Your job is to report every line of the entries that has "groom".

[[ Given records, beginning ]]

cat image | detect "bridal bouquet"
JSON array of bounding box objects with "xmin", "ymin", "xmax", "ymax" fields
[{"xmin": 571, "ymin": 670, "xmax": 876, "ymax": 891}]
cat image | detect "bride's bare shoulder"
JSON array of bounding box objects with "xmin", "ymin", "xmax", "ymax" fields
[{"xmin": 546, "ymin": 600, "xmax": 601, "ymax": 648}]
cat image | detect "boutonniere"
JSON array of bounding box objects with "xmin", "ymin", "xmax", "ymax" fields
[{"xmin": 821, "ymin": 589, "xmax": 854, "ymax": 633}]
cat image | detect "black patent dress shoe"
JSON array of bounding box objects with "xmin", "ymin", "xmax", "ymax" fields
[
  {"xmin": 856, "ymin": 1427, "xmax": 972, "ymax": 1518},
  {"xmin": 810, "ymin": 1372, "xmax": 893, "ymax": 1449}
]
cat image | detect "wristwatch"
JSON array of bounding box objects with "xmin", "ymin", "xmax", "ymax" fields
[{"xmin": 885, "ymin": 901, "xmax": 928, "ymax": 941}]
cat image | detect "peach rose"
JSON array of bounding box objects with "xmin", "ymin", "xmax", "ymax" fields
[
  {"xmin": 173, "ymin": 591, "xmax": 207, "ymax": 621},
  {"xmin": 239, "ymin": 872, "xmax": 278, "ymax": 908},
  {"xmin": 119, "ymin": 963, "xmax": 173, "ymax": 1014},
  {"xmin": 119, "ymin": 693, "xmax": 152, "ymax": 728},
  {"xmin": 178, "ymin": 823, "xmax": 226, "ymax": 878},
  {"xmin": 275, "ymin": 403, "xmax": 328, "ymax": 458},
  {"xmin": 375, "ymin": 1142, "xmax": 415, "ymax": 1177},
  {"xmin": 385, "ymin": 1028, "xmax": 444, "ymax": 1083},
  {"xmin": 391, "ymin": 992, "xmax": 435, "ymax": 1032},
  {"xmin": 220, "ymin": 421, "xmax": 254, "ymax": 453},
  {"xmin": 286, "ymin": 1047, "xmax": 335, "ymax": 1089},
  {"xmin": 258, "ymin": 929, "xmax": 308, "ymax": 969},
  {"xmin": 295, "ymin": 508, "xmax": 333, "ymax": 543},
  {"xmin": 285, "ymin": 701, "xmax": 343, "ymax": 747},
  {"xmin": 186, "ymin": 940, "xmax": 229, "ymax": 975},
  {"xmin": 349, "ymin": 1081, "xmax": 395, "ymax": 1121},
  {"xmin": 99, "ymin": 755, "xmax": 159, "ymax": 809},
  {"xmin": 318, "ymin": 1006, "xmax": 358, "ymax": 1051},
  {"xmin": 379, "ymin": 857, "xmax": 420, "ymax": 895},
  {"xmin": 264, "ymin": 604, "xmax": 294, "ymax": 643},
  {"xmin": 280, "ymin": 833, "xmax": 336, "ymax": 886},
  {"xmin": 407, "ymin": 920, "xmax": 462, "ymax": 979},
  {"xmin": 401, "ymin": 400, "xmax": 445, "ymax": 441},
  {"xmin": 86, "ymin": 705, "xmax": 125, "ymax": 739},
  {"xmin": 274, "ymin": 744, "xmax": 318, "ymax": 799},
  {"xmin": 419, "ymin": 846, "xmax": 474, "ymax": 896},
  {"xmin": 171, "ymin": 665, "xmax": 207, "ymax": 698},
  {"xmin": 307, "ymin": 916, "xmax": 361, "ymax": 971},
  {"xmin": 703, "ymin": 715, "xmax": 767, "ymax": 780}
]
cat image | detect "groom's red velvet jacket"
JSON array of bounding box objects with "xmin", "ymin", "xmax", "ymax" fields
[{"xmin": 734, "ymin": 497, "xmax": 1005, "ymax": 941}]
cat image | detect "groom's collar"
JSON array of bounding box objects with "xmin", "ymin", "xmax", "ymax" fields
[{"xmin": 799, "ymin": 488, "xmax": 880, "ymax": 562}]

[[ Given records, end ]]

▸ Response box:
cat image | detect "groom's red velvet jacket"
cat image | detect "groom's collar"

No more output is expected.